## begin RECORDS SUPPLIED

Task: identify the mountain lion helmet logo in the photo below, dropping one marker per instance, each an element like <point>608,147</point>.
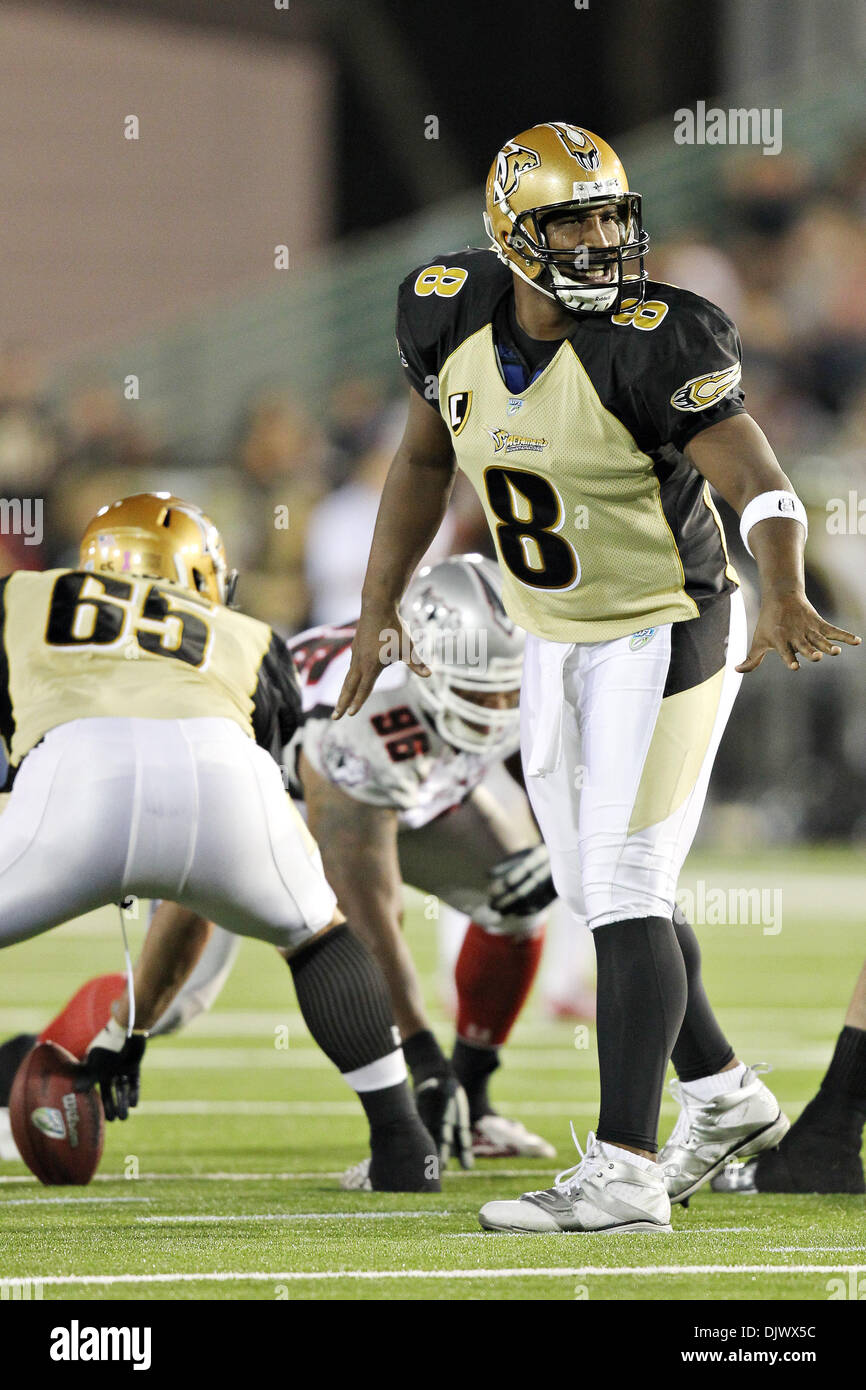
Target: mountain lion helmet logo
<point>578,145</point>
<point>512,161</point>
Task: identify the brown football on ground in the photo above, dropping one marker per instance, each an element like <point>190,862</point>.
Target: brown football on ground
<point>57,1118</point>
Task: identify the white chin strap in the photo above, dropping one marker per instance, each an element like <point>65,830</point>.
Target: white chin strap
<point>581,296</point>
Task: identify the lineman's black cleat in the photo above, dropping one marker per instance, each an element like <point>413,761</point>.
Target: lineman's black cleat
<point>11,1055</point>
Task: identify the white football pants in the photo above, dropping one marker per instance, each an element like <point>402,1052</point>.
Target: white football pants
<point>186,809</point>
<point>617,742</point>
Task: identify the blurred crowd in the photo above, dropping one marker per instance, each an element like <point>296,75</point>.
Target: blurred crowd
<point>295,495</point>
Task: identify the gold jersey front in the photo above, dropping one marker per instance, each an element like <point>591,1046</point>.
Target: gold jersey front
<point>81,645</point>
<point>602,526</point>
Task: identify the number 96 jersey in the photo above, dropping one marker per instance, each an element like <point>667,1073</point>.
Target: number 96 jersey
<point>78,645</point>
<point>576,446</point>
<point>388,754</point>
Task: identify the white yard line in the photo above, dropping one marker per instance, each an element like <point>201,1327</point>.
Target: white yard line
<point>335,1108</point>
<point>300,1058</point>
<point>70,1201</point>
<point>521,1235</point>
<point>268,1178</point>
<point>217,1221</point>
<point>531,1272</point>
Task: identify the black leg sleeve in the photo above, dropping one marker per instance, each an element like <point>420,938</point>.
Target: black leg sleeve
<point>641,1001</point>
<point>702,1048</point>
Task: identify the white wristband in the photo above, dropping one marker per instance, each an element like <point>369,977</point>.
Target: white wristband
<point>784,505</point>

## end RECORDS SUPPLIED

REQUIREMENTS =>
Put every line of the material above into a Markdown table with two columns, "No." for the row number and "Entry" for the line, skipping any blank lines. Leave the pictures out.

ANSWER FOR THE TASK =>
| No. | Entry |
|---|---|
| 1 | Task: identify the mountain lion helmet logo in the photo below, dropping one marker per instance, each an element like <point>608,147</point>. |
| 2 | Target: mountain lion helmet logo |
| 3 | <point>578,145</point> |
| 4 | <point>512,161</point> |
| 5 | Task: identify the brown football on ground in the photo above, dropping one marker per instance, each an element like <point>190,862</point>. |
| 6 | Target: brown football on ground |
| 7 | <point>57,1118</point> |
| 8 | Task: identify the white chin strap in the photo above, dropping one marker per instance, each an element like <point>65,830</point>. |
| 9 | Target: white chin strap |
| 10 | <point>581,296</point> |
| 11 | Task: identify the lineman's black cleat in the photo above, dropping one marker per instance, each an element like <point>413,761</point>. |
| 12 | Target: lineman's black cleat |
| 13 | <point>11,1055</point> |
| 14 | Task: identify the white football pants in the photo above, dropping one marker per instance, each an element like <point>402,1052</point>. |
| 15 | Target: white football pants |
| 16 | <point>186,809</point> |
| 17 | <point>617,742</point> |
| 18 | Task: identify the blurred crowd in the photo above, dropping one marker per instance, each an element like <point>296,75</point>. |
| 19 | Target: blurred crowd |
| 20 | <point>295,495</point> |
| 21 | Task: identify the gold jersey front in the photo above, dropping one marker per instance, each an element like <point>591,1046</point>. |
| 22 | Target: gold jersey front |
| 23 | <point>81,645</point> |
| 24 | <point>602,526</point> |
| 25 | Task: identify the number 96 jersey in the photo above, dropping one marker per instance, each an element like <point>667,1073</point>. |
| 26 | Target: number 96 jersey |
| 27 | <point>78,645</point> |
| 28 | <point>576,446</point> |
| 29 | <point>388,754</point> |
| 30 | Task: identify the white yard line in the photo above, dropping one marker per instance, each an element like <point>201,1327</point>. |
| 31 | Target: white yard line |
| 32 | <point>335,1108</point> |
| 33 | <point>300,1058</point> |
| 34 | <point>70,1201</point> |
| 35 | <point>521,1235</point> |
| 36 | <point>268,1178</point> |
| 37 | <point>217,1221</point> |
| 38 | <point>531,1272</point> |
| 39 | Task: identify the black leg sleeve in the photo above, dropping one marker per instance, each an element like <point>420,938</point>. |
| 40 | Target: black leg sleeve |
| 41 | <point>641,1001</point> |
| 42 | <point>702,1048</point> |
| 43 | Task: identify the white wristband in the photo above, dropping one marker per instance, each an element like <point>369,977</point>. |
| 44 | Target: white wristband |
| 45 | <point>784,505</point> |